Document section

- Film poster
- Directed by: Yossi Aviram
- Written by: Yossi Aviram
- Produced by: Yael Fogiel Laetitia Gonzalez Amir Harel Ayelet Kait
- Starring: Niels Arestrup Lior Ashkenazi Guy Marchand Emma de Caunes
- Cinematography: Antoine Héberlé
- Edited by: Anne Weil François Gédigier
- Music by: Avi Belleli
- Production company: Les Films du Poisson
- Distributed by: Le Pacte (France)
- Release dates: 22 September 2013 (San Sebastián); 13 August 2014 (France);
- Running time: 87 minutes
- Countries: France Israel
- Languages: French Hebrew
- Budget: $3 million
- Box office: $58.000

= The Dune (film) =

The Dune (original title: La Dune) is a 2013 French-Israeli drama film directed by Yossi Aviram.

==Plot==
A man without identity papers who doesn't speak a word is found on a beach of the Landes. A specialized inspector in the search for missing trying to unravel the mystery.

[Dataset records on object locations]
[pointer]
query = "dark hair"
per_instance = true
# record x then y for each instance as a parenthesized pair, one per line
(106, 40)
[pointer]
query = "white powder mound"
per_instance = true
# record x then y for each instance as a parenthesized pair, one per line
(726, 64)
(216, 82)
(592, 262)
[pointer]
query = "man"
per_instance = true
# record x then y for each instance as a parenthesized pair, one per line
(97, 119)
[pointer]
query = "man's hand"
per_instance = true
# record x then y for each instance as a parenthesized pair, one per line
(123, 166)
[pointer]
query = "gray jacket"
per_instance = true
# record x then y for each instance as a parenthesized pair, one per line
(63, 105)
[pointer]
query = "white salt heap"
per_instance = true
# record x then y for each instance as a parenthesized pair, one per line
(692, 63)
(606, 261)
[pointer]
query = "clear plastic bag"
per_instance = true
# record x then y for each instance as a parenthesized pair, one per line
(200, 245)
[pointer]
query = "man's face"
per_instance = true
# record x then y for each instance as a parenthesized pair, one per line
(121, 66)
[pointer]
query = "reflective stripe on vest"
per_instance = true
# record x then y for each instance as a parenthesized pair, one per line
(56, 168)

Task brief
According to the film page, who wrote the music for The Dune?

Response to this exercise
Avi Belleli